00h20, retour vers le futur

Toujours dans l’Étable, l’air se fait plus respirable avec The World (photo). La musique du trio rouennais ne peut laisser personne indifférent : les mélodies et les synthés nous emportent tout droit dans un générique des 80’s, avec une fraîcheur moderne proche de la French Touch. Le style divise mais le succès l’emporte pour le public qui reçoit toute l’énergie du groupe. Le jeu de lumière très réussi contribue à ce voyage tout en couleur. Pause dîner, l’odeur des frites maison embaume la cour. 6€ le sandwich saucisses-frites, les prix n’ont pas changé et le sourire en accompagnement toujours assuré.  

01h36, dernière ligne droite

Requinquées par le repas, on va voir Usé. “Le mec est sur une batterie tout seul et il fait des trucs complètement dingues” nous ont assuré des festivaliers croisés en chemin. On s’y rend donc avec hâte et en effet, on assiste à un set d’une puissance inespérée. Malheureusement, la sauce est répétitive et oublie de monter, ce qui ne prendra pas vraiment sur nous. Autour de nous par contre, la foule se laisse aller à des pogos et des slams à en faire trembler les murs. Nous partons avant la fin pour aller déguster une bière de Brie au bar (photo). Artisanale, du terroir des alentours et savoureuse, pour un prix relativement raisonnable à 7€ la pinte. Le coucher se fera dans un camping bien trop silencieux.

Jour 2. 10h30, en attendant dodo

Le réveil est difficile. La chaleur nous arrache de la tente et on court chercher un café à 1€ proposé par le staff. On compte deux douches composées chacune d’un petit ballon d’eau d’où sort un tuyau par lequel l’on peut se rincer à l’eau glacée. C’est rudimentaire, mais ça réveille. On se rend ensuite au centre-ville pour retirer de l’argent puisqu’il est impossible d’utiliser notre carte bancaire sur le site. Un concert est donné sur la place du village auquel quelques personnes croisées au festival assistent à la terrasse d’un café. De retour à la Ferme, nous tombons sur un jeune homme qui expérimente les différentes sonorités que peut faire une voiture (photo). Nous est proposé en activité extra-festivalière un tournoi de pétanque en plein soleil, mais nous préférons rejoindre le camping où beaucoup de festivaliers somnolent sur l’herbe. Après une sieste collective, c’est déjà l’apéro entre campeurs.

18h20, retour aux choses sérieuses  

Tentées la veille, on découvre un nouvel atelier, celui de création de fanzine. Sur une grande table est mis à disposition crayons, feutres, tampons et magazines pour créer sa propre page au gré de sa créativité. Toutes seront montées pour créer le fanzine qui sera distribué à tous les participants. Le concept est si plaisant qu’on en rate Heimat. On se rattrape sur Les Agamemnonz, un quatuor de rouennais surprenants (photo). Leur univers évoque des thèmes très différents : vêtus de toges, pieds nus, leur surf music nous emmènent autant en Grèce Antique que dans une B.O. d’un Tarantino. Leurs chorégraphies et leurs rythmiques feraient danser n’importe quelle jambe, certains festivaliers se lâcheront dans un twist. Le moment est léger et donne une nouvelle énergie pour le reste de la soirée.

Enregistrements issus d'une source de données:
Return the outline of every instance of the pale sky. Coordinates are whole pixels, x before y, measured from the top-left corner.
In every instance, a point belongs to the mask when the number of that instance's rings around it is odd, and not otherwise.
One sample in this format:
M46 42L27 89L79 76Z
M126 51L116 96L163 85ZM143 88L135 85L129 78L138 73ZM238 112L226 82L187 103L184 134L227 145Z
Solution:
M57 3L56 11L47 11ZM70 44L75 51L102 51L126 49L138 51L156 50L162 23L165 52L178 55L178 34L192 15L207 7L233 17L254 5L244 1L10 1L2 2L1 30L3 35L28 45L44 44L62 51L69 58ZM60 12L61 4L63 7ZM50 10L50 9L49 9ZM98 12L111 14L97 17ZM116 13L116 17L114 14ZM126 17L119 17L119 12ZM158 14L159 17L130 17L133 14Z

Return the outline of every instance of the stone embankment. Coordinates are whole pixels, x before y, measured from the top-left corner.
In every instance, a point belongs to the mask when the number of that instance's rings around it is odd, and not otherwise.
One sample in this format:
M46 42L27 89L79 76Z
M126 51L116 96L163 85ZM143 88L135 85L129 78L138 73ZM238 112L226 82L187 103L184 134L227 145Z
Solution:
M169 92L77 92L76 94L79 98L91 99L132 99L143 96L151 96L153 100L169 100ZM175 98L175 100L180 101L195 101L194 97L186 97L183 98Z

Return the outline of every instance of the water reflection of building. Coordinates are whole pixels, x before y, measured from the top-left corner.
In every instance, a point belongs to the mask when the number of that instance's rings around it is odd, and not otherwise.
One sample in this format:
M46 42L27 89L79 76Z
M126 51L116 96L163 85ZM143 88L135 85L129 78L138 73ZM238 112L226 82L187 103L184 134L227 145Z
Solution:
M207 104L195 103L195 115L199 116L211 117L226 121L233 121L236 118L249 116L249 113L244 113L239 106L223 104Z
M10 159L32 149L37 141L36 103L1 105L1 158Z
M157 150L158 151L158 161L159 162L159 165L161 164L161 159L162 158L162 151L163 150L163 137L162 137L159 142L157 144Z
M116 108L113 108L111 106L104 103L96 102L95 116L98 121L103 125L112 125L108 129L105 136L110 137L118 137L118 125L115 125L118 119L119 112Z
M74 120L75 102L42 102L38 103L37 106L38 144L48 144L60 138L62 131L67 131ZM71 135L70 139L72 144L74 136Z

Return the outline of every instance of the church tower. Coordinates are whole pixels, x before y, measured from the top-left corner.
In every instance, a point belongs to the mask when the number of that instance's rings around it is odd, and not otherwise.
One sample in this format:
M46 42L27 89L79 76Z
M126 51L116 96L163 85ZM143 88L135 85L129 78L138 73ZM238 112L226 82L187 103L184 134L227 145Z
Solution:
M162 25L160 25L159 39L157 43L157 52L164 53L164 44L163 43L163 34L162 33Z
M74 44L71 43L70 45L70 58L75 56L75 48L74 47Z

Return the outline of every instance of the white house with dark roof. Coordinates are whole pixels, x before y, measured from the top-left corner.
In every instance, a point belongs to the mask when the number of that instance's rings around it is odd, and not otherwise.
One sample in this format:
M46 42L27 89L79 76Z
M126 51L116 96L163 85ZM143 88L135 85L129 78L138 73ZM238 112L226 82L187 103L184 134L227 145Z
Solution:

→ Consignes de travail
A. D'après le compte rendu du festival, quel est le prix de la pinte de bière de Brie servie au bar ?
B. Poursuivez le compte rendu du festival à partir de sa dernière phrase.

→ Réponses par consigne
A. La pinte coûte 7 €.

B.
20h40, chaud cacao

Le soleil commence à décliner, la température baisse et on se ferait bien un petit plaisir en s’empiffrant de Chocolat (photo), un groupe montréalais à tendance 70s’. Nous les avions d’ailleurs croisés à la Villette Sonique en 2015 : entre synthé, solos de guitare et même un saxophone, la musique fait danser un public tout sourire. Un véritable échange se crée entre la foule et les musiciens, le premier rang se prend dans les bras en sautant comme des puces. Le temps de nous remettre de nos émotions et on remet ça avec Electric Electric. Avec un son dissonant et distordu, presque mécanique le trio redonne un petit coup de boost. On frôle cependant la crise d’épilepsie avec des lumières blafardes qui font un peu trop mal aux yeux.

23h02, création de vinyle

C’est l’heure du dîner. En dehors du classique saucisses-frites, un stand de tajine est proposé, poulet et végétarien pour 6€. Les parts sont correctes, ni trop ni pas assez. En dessert, des crêpes à 2€ sont servies avec amour encore. Direction un nouvel atelier, qui propose de composer sa musique qui sera gravée en temps réel sur un vinyle (photo). A disposition des objets à percussion uniques, des boîtiers avec des dizaines d’effets possibles, une boîte à rythme et un micro. Il suffit de laisser libre cours à sa créativité. Il faudra quelques minutes pour que la machine datant de 1946 nous produise le vinyle.

00h45, Chirac si tu nous entends

En arrivant à la Grange pour assister au concert de Balladur, on est surpris de ne voir absolument personne sur scène. Seul un petit amas de personnes semble former un cercle au milieu de la fosse, et pour cause : les musiciens de Balladur (photo) se trouvent au milieu de la salle, au même niveau que le public. Ils commencent alors leur set grâce à une énorme table de mixage qu’utilise l’un, et une guitare/voix pour l’autre. Les deux artistes se font face et s’envoient une balle d’énergie pure pendant une heure. Malheureusement, cette proximité avec la foule en excite plus d’un et certains se permettront même d’allumer des pétards au plus près des musiciens. Par mesure de sécurité, nous partons à l’exposition des artistes. Sérigraphies, fanzines, BDs, t-shirts, tote bags à l'effigie du festival. Si c’était possible, on repartirait avec tout ce qui est proposé.

Le Bilan

Côté concerts

Le coup de coeur
The World, un son original qu’on entend rarement en live.

La confirmation
Chocolat, pendant un moment on s’est crus en 1971, le LSD en moins.

Les multivitaminés 
Les Agamemnonz, une musique digne d’une BO de Tarantino et une bonne humeur sans égal.

Côté festival

On a aimé :
- L’univers décoratif, toujours aussi fou et recherché
- Tous les stands sans exception, aussi intéressants les uns que les autres
- La qualité du son, la plupart n’ont pas nécessité de bouchons d’oreilles
- Le sourire et la sympathie des bénévoles
- Le bon esprit des festivaliers, ouverts et heureux
- Les prix inchangés et abordables, avec enfin des pintes !

On a moins aimé :
- Le strict minimum du camping, deux douches rudimentaires, des toilettes nauséabondes vite devenues le musée des horreurs, le manque d’ombre.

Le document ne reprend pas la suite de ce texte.